### FRAGMENTO DEL TEXTO

El nuevo rostro del hambre en el mundo
Artículo de opinión - Washington Post, 12 de marzo de 2008
Por Ban Ki-moon
Los precios de los alimentos se han disparado. La amenaza del hambre y la malnutrición es cada vez mayor. Millones de personas, las más vulnerables, están en peligro. Se necesita una respuesta urgente y eficaz.
El primero de los objetivos de desarrollo del Milenio, fijados por los dirigentes mundiales en la cumbre celebrada en las Naciones Unidas en 2000, es el de reducir a la mitad para el año 2015 la proporción de personas que padecen hambre. Ya entonces éste era un reto de gran magnitud, sobre todo en África, donde muchos países se han quedado atrás. Pero ahora nos enfrentamos a una situación crítica en la que convergen nuevos desafíos.
El precio de los productos de primera necesidad, como el trigo, el maíz y el arroz, ha aumentado en un 50% o más en los últimos seis meses, hasta alcanzar cotas sin precedentes. Las existencias mundiales de alimentos se han reducido a mínimos históricos. Las causas son diversas, desde el aumento de la demanda en las principales economías como la India y China hasta el clima y los fenómenos meteorológicos extremos, como los huracanes, las inundaciones y las sequías que han devastado las cosechas en muchas partes del mundo. Los elevados precios del petróleo han hecho aumentar el costo del transporte de alimentos y de los fertilizantes. Algunos expertos dicen que a raíz del auge de los biocombustibles se ha reducido la cantidad de alimentos disponibles para los seres humanos.
Los efectos pueden verse en muchas partes. En diversos países, desde el África occidental hasta el Asia meridional, han estallado disturbios provocados por la escasez de alimentos. En países en que es necesario importar alimentos para dar de comer a poblaciones hambrientas, las comunidades están empezando a protestar por el elevado costo de la vida. La presión de la inseguridad alimentaria se está dejando sentir en democracias frágiles. Muchos gobiernos han prohibido oficialmente la exportación de determinados productos y han impuesto controles a los precios de los alimentos, que distorsionan los mercados y dificultan el comercio.
En enero, por citar sólo un ejemplo, el Presidente del Afganistán, Hamid Karzai, hizo un llamamiento en el que solicitaba 77 millones de dólares para ayudar a proporcionar alimentos a más de 2,5 millones de personas abocadas a una situación desesperada por el aumento de los precios. Y aprovechó la ocasión para señalar un hecho alarmante: actualmente, un hogar afgano de tipo medio gasta en alimentos cerca del 45% de sus ingresos, en comparación con el 11% en 2006.
Este es el nuevo rostro del hambre, que afecta cada vez más a comunidades que anteriormente estaban protegidas. Los más afectados son, inevitablemente, “los mil millones más pobres”, expresión que designa el conjunto de personas que viven con un dólar o menos de un dólar al día.

### Registros almacenados
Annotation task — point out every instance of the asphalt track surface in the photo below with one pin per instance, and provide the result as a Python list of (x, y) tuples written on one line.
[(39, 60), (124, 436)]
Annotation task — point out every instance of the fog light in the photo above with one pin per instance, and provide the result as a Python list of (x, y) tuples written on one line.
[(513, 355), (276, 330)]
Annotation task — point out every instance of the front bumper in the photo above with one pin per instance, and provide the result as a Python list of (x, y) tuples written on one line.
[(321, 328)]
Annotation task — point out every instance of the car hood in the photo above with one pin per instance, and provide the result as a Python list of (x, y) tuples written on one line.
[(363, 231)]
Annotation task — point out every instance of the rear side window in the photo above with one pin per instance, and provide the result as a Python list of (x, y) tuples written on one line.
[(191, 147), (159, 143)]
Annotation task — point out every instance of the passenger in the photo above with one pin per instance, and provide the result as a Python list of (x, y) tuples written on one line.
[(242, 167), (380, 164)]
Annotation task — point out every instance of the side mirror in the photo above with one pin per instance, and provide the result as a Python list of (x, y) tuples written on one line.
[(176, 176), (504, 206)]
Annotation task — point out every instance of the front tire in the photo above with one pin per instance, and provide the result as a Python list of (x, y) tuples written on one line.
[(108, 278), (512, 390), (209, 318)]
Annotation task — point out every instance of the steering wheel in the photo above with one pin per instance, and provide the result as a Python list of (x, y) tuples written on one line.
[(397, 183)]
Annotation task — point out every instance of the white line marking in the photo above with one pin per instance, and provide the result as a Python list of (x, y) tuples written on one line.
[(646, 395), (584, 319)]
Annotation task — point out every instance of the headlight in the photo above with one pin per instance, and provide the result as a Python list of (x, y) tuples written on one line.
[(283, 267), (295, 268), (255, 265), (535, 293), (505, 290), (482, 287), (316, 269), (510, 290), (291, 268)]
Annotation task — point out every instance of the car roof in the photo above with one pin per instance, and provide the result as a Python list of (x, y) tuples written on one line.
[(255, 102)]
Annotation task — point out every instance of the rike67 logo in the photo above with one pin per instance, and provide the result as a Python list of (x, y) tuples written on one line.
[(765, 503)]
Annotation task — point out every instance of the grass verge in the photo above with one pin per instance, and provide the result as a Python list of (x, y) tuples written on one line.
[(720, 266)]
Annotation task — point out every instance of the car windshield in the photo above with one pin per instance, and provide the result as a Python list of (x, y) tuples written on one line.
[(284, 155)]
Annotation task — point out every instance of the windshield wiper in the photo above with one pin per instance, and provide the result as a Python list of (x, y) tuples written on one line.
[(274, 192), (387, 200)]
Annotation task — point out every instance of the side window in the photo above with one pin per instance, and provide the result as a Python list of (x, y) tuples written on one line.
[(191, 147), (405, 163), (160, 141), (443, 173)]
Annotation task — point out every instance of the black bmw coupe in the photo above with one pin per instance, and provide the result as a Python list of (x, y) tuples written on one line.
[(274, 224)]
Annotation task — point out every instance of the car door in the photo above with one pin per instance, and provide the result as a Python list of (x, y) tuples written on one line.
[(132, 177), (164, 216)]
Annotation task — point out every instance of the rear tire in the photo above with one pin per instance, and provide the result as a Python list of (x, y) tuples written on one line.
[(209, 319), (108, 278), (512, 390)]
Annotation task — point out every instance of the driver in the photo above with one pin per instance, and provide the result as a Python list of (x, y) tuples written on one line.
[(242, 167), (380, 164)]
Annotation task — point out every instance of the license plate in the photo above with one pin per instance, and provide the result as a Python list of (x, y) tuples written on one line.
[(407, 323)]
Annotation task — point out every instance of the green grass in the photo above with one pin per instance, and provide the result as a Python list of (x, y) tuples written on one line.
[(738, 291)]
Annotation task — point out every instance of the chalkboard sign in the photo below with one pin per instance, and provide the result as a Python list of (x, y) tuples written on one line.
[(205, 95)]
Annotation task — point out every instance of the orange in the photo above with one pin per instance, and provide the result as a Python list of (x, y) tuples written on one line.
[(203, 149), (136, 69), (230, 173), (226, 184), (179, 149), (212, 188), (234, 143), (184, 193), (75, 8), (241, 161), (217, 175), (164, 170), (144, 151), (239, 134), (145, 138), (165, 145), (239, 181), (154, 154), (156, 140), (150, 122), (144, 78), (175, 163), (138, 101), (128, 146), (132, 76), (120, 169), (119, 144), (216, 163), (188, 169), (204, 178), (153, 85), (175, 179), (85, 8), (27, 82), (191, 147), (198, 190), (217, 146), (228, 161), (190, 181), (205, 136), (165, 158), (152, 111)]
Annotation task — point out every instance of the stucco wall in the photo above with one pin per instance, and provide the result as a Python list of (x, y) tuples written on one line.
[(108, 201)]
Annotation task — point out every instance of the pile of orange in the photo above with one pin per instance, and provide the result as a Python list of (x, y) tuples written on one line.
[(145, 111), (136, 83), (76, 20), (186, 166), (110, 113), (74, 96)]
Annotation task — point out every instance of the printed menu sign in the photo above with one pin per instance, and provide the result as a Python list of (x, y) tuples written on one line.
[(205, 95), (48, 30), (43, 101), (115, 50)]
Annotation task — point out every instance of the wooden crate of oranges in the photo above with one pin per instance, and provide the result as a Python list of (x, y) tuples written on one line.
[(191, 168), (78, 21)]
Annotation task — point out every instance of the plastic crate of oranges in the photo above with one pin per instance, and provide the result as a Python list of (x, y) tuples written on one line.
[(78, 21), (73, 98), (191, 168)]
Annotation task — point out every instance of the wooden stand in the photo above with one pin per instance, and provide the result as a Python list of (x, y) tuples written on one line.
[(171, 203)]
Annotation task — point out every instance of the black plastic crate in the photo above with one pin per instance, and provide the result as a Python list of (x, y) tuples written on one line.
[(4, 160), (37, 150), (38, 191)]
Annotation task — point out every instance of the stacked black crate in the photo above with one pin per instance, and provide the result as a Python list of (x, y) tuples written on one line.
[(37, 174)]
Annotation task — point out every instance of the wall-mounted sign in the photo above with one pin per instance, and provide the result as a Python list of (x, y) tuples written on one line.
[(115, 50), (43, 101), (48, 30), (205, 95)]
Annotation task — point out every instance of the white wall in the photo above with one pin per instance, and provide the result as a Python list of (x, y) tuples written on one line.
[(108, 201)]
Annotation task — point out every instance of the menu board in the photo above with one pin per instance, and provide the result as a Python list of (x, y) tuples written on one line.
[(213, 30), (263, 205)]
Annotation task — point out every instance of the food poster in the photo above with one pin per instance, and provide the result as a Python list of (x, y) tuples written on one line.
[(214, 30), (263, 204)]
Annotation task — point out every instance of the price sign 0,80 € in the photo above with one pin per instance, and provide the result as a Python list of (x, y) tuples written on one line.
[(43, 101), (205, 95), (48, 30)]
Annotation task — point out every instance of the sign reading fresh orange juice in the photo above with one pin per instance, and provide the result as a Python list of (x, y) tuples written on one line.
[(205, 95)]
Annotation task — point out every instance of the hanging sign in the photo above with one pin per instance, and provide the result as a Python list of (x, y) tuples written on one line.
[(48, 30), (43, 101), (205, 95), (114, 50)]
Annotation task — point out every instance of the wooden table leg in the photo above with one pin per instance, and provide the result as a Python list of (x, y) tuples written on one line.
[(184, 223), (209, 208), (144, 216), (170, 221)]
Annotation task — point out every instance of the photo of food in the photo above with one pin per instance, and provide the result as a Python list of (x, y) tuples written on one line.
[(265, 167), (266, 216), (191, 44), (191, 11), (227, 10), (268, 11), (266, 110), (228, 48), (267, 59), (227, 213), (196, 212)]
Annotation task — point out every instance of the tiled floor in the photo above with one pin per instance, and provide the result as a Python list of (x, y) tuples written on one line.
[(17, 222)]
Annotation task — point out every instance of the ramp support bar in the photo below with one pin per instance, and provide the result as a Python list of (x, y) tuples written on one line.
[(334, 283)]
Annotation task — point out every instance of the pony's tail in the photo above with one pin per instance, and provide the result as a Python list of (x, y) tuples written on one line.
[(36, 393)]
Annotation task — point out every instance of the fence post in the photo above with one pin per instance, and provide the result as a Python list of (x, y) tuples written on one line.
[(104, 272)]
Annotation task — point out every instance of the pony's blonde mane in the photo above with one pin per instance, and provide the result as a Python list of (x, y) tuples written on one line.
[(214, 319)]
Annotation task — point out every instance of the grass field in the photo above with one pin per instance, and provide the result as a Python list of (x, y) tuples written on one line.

==

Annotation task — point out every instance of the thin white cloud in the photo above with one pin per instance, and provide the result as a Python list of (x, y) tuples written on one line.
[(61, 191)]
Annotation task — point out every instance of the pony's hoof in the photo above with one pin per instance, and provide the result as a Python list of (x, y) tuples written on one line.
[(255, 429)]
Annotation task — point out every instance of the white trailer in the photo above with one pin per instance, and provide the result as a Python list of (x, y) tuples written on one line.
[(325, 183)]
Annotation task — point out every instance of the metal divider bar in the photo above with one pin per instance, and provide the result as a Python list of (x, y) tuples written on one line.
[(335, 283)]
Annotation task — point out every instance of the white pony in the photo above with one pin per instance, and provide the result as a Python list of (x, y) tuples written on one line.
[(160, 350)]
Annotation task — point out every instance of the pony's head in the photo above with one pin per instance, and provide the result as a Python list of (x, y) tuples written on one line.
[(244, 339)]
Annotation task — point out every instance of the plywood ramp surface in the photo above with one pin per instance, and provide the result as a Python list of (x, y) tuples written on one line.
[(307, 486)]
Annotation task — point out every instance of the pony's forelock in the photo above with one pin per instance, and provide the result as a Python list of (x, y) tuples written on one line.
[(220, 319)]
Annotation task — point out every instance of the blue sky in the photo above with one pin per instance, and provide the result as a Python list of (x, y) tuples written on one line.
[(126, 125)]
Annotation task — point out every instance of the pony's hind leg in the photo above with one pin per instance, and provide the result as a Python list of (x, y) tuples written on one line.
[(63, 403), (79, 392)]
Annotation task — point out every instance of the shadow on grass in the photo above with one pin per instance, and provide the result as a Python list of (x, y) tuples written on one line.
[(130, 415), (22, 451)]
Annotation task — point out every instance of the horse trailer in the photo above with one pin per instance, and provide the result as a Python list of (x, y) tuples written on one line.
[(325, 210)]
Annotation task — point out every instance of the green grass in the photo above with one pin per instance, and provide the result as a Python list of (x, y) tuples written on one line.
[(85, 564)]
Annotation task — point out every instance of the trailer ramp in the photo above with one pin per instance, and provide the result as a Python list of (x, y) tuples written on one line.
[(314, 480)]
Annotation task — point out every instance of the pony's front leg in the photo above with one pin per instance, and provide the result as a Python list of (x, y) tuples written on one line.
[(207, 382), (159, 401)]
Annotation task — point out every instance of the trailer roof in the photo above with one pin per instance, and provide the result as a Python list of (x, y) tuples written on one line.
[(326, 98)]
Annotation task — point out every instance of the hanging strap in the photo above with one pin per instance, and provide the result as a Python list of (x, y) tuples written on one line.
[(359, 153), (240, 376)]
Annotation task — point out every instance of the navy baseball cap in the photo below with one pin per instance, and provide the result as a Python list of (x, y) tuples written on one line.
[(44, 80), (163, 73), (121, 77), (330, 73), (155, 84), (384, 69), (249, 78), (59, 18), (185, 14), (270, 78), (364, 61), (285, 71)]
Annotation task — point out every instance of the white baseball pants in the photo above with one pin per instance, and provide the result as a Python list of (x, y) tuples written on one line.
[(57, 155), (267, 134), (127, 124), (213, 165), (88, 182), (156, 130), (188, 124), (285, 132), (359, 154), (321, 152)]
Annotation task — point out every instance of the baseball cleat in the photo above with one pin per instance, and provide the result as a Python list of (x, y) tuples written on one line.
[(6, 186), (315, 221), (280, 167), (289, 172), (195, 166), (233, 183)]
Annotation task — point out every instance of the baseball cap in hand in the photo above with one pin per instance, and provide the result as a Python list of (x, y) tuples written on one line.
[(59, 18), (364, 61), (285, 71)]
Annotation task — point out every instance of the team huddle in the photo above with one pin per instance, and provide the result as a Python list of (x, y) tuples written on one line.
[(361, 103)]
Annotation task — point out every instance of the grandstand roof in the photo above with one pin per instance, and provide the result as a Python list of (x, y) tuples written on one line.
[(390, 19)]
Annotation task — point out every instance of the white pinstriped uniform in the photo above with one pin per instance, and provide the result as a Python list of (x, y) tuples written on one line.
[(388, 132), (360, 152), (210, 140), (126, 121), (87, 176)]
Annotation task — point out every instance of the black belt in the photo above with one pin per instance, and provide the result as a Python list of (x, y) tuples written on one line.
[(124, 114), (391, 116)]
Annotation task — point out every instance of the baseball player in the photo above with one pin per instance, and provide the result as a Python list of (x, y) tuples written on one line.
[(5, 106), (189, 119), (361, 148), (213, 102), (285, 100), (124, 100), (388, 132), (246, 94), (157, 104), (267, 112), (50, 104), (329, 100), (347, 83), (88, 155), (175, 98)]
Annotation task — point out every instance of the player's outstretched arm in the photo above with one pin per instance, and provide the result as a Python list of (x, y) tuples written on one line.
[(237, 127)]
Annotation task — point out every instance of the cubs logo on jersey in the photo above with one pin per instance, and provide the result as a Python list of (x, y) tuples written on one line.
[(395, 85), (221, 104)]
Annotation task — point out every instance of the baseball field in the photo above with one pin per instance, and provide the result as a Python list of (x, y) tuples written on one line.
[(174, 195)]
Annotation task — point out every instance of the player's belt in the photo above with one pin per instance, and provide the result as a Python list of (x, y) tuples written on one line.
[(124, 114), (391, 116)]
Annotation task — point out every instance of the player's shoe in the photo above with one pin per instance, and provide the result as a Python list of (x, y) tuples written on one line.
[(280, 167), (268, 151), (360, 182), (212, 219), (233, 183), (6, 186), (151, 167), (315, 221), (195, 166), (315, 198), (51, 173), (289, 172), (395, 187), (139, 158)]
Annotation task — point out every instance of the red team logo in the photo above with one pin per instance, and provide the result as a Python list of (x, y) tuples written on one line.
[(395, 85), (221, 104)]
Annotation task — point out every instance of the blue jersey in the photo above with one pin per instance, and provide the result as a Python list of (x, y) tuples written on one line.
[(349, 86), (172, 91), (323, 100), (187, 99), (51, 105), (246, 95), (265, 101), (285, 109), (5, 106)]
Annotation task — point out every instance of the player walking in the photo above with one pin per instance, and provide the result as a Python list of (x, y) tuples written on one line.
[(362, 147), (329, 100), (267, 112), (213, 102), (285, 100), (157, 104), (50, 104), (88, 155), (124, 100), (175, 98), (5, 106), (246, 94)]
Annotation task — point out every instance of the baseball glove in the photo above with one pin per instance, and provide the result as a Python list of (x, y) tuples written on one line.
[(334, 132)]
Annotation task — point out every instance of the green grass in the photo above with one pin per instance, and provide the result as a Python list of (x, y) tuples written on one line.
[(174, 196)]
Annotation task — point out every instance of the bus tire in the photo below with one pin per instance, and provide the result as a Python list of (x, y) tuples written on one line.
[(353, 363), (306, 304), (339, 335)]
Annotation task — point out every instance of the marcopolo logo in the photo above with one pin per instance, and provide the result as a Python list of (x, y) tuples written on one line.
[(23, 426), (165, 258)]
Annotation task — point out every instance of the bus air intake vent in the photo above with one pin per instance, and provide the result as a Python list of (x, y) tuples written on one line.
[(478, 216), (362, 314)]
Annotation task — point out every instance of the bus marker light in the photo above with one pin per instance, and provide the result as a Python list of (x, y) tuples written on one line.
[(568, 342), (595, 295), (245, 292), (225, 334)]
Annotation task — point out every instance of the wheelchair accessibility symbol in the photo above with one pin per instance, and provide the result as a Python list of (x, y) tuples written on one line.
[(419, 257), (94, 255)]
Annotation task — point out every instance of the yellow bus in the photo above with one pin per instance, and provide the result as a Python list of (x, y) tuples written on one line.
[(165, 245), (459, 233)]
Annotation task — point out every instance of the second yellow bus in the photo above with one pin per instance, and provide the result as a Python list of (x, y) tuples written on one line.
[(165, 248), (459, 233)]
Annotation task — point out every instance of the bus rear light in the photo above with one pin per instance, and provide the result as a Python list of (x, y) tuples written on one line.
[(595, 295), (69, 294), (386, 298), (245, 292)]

### QUÉ SE PIDE
**A.** Responde brevemente a estas preguntas sobre el texto acerca del hambre en el mundo:
(i) ¿Para qué año se fijó el objetivo de reducir a la mitad la proporción de personas que padecen hambre?
(ii) ¿Qué cantidad de dinero solicitó en enero el Presidente del Afganistán?
(iii) ¿Qué porcentaje de sus ingresos gastaba en alimentos un hogar afgano de tipo medio en 2006?
**B.** Reproduce sin cambios el pasaje del texto sobre el hambre en el mundo que va desde "El precio de" hasta "los seres humanos.".
Los registros constituyen un material aparte, independiente del texto.

### SOLUCIONES POR TAREA
**A.**
(i) Para el año 2015.
(ii) 77 millones de dólares.
(iii) El 11%.

**B.**
El precio de los productos de primera necesidad, como el trigo, el maíz y el arroz, ha aumentado en un 50% o más en los últimos seis meses, hasta alcanzar cotas sin precedentes. Las existencias mundiales de alimentos se han reducido a mínimos históricos. Las causas son diversas, desde el aumento de la demanda en las principales economías como la India y China hasta el clima y los fenómenos meteorológicos extremos, como los huracanes, las inundaciones y las sequías que han devastado las cosechas en muchas partes del mundo. Los elevados precios del petróleo han hecho aumentar el costo del transporte de alimentos y de los fertilizantes. Algunos expertos dicen que a raíz del auge de los biocombustibles se ha reducido la cantidad de alimentos disponibles para los seres humanos.